■ Goal 1: Which people does the PANDA framework passage name? List them all.

■ Given passage:
>> start

The PANDA Planning Framework
PANDA is a framework that combines different techniques related to Hierarchical Task Network (HTN) planning. PANDA is an acronym for Planning and Acting in a Network Decomposition Architecture. PANDA has been developed at the Institute of Artificial Intelligence at Ulm University headed by Susanne Biundo.
The newest planners of the PANDA family, PANDAPi, is available on GitHub under an open source license. When the one you are interested in is not available (yet), please contact the respective authors for an executable or the code, if required.
A (Short) History
The PANDA framework has a long development history, and the first systems worth mentioning are PANDA1 (a plan space-based planning system based on POCL planning) developed by Bernd Schattenberg and colleagues, and a domain editor tool called PANDA Editor that was a graphical editor for the XML-based input language of PANDA1, based on the Eclipse framework (also developed by Bernd Schattenberg). The development of both programs has been terminated; the software is not available anymore.
Based on some of the ideas implemented in PANDA1, but with significant differences already at the level of pseudo code, Bastian Seegebarth and Pascal Bercher developed PANDA2. This software was written almost completely in Java, with only some methods written in Scala.

>> end

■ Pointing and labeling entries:
>> start

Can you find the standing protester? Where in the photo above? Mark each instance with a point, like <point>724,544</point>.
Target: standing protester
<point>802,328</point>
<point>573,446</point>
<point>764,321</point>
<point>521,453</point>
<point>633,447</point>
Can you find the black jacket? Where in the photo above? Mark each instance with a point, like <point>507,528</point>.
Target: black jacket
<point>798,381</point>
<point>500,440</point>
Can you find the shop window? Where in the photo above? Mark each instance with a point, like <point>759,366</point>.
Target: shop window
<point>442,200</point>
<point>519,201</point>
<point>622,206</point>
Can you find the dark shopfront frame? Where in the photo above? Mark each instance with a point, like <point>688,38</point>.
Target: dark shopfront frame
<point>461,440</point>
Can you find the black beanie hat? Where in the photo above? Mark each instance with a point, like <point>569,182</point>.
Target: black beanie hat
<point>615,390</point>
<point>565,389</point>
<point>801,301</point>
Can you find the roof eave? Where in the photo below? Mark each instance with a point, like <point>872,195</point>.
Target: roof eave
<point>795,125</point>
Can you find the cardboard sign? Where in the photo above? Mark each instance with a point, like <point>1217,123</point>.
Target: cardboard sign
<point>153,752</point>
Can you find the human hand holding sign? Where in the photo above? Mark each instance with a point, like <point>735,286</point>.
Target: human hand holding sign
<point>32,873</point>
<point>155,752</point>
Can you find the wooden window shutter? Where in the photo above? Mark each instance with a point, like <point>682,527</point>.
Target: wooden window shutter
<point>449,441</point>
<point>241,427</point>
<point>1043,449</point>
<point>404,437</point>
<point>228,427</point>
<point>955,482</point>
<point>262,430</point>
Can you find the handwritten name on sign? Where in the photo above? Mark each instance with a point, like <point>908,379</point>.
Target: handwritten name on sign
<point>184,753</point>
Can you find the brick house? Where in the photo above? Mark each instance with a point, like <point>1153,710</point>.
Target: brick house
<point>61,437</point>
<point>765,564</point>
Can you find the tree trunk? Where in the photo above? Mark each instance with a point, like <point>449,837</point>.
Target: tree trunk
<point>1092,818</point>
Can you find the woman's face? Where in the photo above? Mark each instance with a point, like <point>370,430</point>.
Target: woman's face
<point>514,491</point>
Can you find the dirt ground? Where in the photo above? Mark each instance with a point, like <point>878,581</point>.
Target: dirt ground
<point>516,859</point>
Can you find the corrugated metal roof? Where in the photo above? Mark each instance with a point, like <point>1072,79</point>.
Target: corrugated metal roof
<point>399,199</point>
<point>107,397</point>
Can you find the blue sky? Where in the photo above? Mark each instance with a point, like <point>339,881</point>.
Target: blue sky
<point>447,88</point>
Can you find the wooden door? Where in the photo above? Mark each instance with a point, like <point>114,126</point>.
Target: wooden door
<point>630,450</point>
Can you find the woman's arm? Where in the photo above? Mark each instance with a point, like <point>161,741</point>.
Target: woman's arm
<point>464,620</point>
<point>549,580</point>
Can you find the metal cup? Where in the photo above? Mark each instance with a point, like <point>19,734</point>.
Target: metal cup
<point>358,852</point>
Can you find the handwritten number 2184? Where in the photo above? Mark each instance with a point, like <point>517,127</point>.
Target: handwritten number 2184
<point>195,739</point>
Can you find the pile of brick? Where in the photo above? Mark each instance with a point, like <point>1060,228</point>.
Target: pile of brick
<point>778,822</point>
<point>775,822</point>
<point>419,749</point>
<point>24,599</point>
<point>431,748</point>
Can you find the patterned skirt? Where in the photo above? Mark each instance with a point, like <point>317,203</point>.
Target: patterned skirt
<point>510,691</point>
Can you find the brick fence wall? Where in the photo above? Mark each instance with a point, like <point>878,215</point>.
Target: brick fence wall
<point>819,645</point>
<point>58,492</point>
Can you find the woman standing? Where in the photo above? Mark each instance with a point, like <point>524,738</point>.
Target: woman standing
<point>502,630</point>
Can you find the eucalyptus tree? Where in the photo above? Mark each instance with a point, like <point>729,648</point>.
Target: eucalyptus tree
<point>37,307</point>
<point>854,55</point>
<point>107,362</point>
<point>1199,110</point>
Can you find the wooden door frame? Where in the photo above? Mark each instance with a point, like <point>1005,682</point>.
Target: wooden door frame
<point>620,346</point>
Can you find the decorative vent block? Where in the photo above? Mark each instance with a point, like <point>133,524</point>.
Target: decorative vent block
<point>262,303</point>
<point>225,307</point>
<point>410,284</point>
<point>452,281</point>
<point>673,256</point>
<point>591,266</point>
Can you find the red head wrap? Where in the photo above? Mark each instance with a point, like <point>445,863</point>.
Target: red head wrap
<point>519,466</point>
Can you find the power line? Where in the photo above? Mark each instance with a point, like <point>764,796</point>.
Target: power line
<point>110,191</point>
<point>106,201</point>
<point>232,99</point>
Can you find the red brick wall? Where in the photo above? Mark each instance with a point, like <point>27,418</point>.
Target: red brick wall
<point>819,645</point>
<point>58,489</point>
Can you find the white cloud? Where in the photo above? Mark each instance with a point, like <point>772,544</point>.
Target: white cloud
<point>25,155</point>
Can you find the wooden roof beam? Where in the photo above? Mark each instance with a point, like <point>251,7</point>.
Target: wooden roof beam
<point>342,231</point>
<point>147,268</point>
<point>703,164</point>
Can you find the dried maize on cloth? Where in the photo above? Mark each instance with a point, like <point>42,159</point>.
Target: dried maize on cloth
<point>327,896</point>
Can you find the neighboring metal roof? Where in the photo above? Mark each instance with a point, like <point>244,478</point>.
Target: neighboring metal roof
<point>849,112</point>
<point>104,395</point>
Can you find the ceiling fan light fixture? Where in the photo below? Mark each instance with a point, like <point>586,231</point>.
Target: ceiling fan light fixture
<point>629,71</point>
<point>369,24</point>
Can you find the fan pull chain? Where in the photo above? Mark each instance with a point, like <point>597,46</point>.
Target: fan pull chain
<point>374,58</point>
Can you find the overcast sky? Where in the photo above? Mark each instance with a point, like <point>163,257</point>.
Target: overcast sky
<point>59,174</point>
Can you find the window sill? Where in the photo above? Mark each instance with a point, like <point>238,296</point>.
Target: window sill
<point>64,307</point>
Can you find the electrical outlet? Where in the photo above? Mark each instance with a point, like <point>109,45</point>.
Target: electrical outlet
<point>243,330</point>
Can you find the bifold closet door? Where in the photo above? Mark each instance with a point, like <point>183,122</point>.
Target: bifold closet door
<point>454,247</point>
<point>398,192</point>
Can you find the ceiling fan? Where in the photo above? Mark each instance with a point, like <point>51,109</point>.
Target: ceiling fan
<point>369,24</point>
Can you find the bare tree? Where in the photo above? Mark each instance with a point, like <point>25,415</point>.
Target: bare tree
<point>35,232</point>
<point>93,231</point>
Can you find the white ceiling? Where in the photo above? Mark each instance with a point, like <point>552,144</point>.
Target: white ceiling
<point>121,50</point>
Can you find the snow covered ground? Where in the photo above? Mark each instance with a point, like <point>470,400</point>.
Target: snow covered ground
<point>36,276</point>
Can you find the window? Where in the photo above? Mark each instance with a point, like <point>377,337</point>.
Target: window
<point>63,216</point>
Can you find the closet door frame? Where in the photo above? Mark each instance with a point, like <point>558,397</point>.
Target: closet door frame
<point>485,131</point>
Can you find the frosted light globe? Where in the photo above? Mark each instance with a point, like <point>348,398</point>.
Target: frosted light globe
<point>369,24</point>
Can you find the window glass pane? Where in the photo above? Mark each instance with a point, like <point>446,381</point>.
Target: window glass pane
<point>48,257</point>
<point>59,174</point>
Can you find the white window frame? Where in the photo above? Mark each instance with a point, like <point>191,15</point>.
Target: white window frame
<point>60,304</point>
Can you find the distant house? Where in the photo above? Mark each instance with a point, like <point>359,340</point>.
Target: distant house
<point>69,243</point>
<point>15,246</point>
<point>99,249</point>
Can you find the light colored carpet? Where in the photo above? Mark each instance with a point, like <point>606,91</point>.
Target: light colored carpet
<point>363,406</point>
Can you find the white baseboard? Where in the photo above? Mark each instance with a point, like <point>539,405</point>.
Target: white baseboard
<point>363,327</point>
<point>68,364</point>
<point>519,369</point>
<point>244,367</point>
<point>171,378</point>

>> end

■ Goal 2: In the entries, take everything from the line containing "Can you find the human" down to the line containing "<point>155,752</point>", both lines included. Can you shift every coordinate in the answers by 19 and give those lines again?

■ Output 1: Susanne Biundo, Bernd Schattenberg, Bastian Seegebarth, Pascal Bercher

■ Output 2:
Can you find the human hand holding sign? Where in the photo above? Mark each instance with a point, like <point>735,286</point>.
Target: human hand holding sign
<point>51,892</point>
<point>174,771</point>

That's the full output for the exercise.